▶ **Übungsaufgabe 1**
Zähle in den Zeilen weiter unten, wie viele davon die Zeichenfolge „pixel“ enthalten. Gib ausschließlich die Zahl an.

# Anfänger Fragen bzgl.DeviceNet FC5201-BK5210



## Fila (5 November 2008)

Hallo alle zusammen,

ich versuche gerad eine Soft-SPS einzurichten mit folgenden Komponenten, welche aber schon vorhanden waren:

Devicenetkarte PCI FC5201-0002
Buskoppler BK5210
Klemmen KL1104 und KL2114

An den Ausgängen hängt ein Motor und zwei Induktive Sensoren.
Im TwinCat habe ich jetzt alles mehr oder weniger „erfolgreich “ eingerichtet, der Buskoppler wie auch die Klemmen wurden beim Scannen gefunden.
Jetzt habe ich im CycleInfo aber einen Error der lautet „indicates the number of boxes with a BoxState unequal zero“. Was wird mir denn damit mitgeteilt?
Ich habe leider noch zu wenig Ahnung von der ganzen Materie, aber ich muss doch jetzt in dem Prog TwinCat sehen wen ich die Sensoren betätige oder nicht? Es wird auf jeden fall in den Klemmen geschaltet.

Vielleicht habt ihr ja ein paar Denkanstöße für mich.

Danke
Gruß


----------



## drfunfrock (5 November 2008)

Eine Klemme hat ein Kommunikationsproblem. Siehe im Statusregister der Klemme im Free-Run-Modus. Hast du eine Abschlussklemme installiert?


----------



## Fila (5 November 2008)

Eine Abschlußklemme ist installiert.
Im Statusregister schau ich morgen gleich nach.


----------



## Fila (6 November 2008)

Fila schrieb:


> Eine Abschlußklemme ist installiert.
> Im Statusregister schau ich morgen gleich nach.


 
Wenn ich die Konfiguration beim Gerät 1 überprüfen lassen bekomme ich gesagt:"salve 5 missed".

Die I/O ERR blinkt mit pausen.

Und wenn ich einen Online Reset mache bekomme ich den Fehler 200f at I/O Reset.

Kann es sein das der BK und die Devicenetkarte unterschiedliche Firmenware haben und somit nicht richtig kommunizieren können?Oder die Version von Twincat nicht kompatible ist?
Ich hab aufjedenfall schon alle Handbücher durch und weiß nicht sorecht weiter....

Tschö


----------



## Cerberus (6 November 2008)

Kannst du mal einen Screen-Shot deiner Konfiguration im System-Manager reinstellen?

▶ **Bereitgestellte Zeilen**
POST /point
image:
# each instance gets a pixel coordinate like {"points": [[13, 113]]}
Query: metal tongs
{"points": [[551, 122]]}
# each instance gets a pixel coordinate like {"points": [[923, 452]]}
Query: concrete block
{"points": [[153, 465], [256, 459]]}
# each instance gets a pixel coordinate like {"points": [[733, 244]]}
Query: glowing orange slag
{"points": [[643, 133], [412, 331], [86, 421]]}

--

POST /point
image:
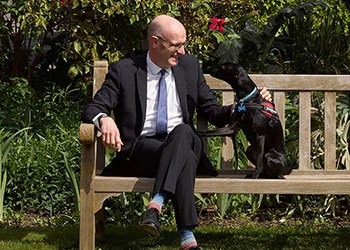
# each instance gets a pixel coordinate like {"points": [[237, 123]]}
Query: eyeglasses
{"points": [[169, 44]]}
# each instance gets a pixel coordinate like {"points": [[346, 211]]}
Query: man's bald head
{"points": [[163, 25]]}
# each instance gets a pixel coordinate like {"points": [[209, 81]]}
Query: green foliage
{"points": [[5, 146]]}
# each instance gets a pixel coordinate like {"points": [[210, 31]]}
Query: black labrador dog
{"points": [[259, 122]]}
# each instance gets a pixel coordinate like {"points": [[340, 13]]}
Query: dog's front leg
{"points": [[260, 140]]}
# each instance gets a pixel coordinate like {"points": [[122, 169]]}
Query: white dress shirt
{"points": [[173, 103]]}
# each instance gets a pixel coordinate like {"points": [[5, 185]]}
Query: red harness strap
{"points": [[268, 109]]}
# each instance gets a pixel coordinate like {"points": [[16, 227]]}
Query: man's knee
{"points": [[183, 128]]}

▶ **Übungsaufgabe 2**
Übertrage den Satz „Eine Klemme hat ein Kommunikationsproblem.“ aus dem Forenthread oben ins Englische.

▶ **Schriftliche Lösung 1**
11

▶ **Schriftliche Lösung 2**
One terminal has a communication problem.